● **SHORT TASK**: Copy the records from the line with "Indicate the flower bud" to the line with "x=624, y=872" word for word, including both of those lines.

[Labeled-object pointing records]
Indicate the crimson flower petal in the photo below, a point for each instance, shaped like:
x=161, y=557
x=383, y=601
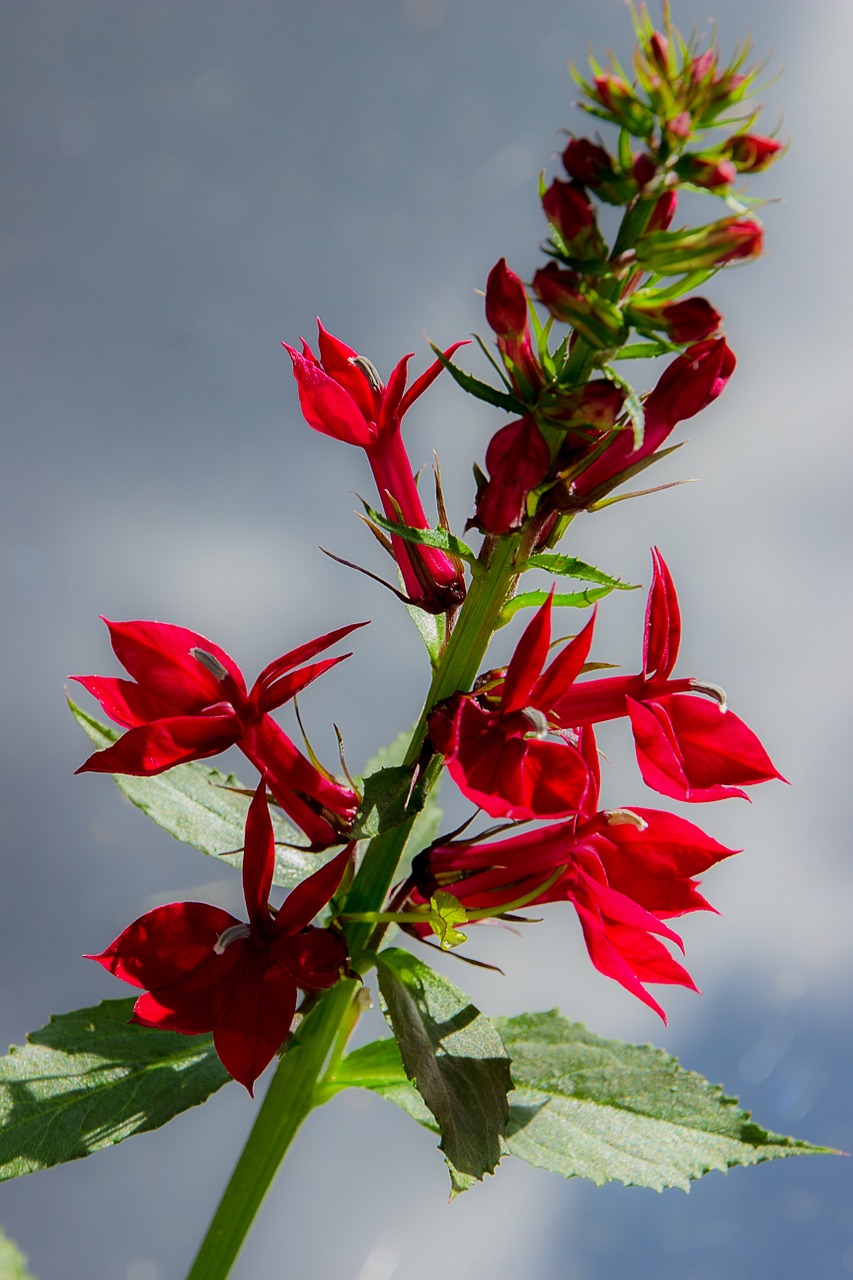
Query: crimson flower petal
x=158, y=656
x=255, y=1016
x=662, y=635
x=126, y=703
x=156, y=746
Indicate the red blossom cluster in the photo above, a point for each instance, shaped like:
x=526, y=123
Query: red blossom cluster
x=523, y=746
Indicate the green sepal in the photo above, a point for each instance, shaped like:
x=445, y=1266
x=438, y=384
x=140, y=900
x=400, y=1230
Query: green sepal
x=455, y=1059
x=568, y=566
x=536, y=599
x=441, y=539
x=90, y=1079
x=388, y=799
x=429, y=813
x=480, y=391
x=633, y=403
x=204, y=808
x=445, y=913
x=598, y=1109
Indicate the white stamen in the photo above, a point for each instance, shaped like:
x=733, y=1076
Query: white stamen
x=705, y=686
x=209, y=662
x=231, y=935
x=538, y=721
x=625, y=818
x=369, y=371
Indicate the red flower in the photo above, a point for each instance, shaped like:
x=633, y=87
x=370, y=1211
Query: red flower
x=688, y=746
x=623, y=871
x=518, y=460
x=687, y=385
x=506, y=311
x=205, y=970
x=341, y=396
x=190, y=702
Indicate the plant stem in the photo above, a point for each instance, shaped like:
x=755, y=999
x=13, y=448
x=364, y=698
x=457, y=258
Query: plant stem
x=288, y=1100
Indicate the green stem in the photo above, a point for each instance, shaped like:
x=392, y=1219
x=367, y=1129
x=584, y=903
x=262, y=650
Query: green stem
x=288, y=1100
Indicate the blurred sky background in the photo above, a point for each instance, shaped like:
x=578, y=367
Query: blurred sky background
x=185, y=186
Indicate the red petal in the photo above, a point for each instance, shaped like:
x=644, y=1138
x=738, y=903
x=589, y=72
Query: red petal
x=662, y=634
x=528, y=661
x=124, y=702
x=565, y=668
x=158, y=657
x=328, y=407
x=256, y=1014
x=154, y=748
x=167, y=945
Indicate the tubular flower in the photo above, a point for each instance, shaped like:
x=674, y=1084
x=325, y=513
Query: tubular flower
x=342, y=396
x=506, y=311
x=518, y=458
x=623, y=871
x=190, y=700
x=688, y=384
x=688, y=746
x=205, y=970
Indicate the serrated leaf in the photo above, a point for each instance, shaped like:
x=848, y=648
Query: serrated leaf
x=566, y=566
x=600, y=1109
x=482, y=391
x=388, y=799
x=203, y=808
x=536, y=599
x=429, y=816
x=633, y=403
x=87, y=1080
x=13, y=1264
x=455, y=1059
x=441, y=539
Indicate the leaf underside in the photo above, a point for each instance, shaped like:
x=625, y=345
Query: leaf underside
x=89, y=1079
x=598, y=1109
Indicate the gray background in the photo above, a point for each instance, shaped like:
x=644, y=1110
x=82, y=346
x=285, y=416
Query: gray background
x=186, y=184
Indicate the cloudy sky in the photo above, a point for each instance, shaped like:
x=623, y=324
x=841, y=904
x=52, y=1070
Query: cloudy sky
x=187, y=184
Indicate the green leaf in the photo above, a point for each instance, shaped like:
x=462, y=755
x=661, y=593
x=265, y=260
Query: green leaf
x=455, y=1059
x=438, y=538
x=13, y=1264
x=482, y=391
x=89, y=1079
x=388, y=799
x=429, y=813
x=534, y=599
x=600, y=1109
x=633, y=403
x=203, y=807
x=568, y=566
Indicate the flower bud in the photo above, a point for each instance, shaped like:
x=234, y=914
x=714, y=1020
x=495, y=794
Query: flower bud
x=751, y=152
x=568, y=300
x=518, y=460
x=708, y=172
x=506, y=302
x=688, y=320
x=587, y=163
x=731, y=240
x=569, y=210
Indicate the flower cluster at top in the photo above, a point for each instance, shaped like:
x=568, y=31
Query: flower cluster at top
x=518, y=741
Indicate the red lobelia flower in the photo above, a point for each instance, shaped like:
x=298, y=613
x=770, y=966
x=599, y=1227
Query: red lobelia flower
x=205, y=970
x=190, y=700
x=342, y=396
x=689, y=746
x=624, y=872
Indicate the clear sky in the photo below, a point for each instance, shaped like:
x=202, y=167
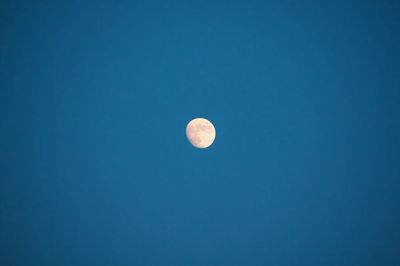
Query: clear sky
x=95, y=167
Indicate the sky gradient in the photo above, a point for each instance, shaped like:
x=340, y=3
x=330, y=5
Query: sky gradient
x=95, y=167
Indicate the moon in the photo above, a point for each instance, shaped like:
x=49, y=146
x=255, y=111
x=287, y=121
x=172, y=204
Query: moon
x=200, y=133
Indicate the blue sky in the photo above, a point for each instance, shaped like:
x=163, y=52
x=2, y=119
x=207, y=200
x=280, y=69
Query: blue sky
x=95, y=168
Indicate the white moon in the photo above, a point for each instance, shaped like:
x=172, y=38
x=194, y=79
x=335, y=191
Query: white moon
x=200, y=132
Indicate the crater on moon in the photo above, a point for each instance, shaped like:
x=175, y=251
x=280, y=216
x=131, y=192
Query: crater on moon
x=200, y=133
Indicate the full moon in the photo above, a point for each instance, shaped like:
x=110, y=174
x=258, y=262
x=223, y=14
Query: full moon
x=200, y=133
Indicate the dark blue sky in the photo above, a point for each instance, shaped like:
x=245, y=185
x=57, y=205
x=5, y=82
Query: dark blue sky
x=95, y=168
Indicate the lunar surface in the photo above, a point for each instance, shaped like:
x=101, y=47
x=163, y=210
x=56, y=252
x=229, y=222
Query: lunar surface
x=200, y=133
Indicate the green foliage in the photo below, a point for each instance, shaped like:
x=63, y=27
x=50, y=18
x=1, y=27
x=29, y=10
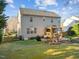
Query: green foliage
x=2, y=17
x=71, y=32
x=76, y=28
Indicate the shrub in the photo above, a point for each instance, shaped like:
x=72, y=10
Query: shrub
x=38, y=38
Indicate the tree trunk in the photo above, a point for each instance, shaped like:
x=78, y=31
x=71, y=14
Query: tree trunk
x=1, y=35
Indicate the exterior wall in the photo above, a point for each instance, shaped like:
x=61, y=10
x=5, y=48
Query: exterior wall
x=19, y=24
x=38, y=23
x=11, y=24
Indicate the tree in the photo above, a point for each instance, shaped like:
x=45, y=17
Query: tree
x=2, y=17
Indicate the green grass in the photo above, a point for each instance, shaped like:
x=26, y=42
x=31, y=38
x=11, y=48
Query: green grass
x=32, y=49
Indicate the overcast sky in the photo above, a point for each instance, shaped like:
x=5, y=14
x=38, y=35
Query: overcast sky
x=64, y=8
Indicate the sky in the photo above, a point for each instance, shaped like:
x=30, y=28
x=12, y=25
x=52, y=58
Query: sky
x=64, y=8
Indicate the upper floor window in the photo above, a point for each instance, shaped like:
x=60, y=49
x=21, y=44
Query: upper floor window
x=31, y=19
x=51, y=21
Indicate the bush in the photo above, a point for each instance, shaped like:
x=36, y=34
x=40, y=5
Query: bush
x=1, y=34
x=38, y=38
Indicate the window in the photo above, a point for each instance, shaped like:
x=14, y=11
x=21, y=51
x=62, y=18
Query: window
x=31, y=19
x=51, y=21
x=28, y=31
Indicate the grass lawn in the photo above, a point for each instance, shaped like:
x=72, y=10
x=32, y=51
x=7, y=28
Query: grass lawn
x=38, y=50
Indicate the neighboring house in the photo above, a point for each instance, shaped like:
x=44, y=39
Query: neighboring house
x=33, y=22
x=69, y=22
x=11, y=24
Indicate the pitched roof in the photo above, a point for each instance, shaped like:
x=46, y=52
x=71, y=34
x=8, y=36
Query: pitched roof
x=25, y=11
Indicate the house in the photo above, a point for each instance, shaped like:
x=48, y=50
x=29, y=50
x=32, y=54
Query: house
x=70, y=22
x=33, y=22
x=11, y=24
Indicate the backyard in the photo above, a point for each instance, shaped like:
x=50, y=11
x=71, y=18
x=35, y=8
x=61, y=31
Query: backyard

● **EXERCISE SOLUTION**:
Indicate the flower bud in the photo above, a point for each instance, shaped like:
x=234, y=914
x=714, y=1020
x=495, y=794
Query: flower bud
x=751, y=152
x=568, y=300
x=518, y=460
x=708, y=172
x=506, y=302
x=688, y=320
x=587, y=163
x=731, y=240
x=569, y=210
Indicate the flower cluster at top in the photo above, a point for each instance, shaped like:
x=568, y=31
Query: flower cluster at top
x=518, y=741
Indicate the red lobelia flower in the photo above, a point for each instance, shaped like:
x=298, y=613
x=770, y=966
x=599, y=1227
Query: red lobelia flower
x=205, y=970
x=190, y=700
x=342, y=396
x=689, y=746
x=624, y=872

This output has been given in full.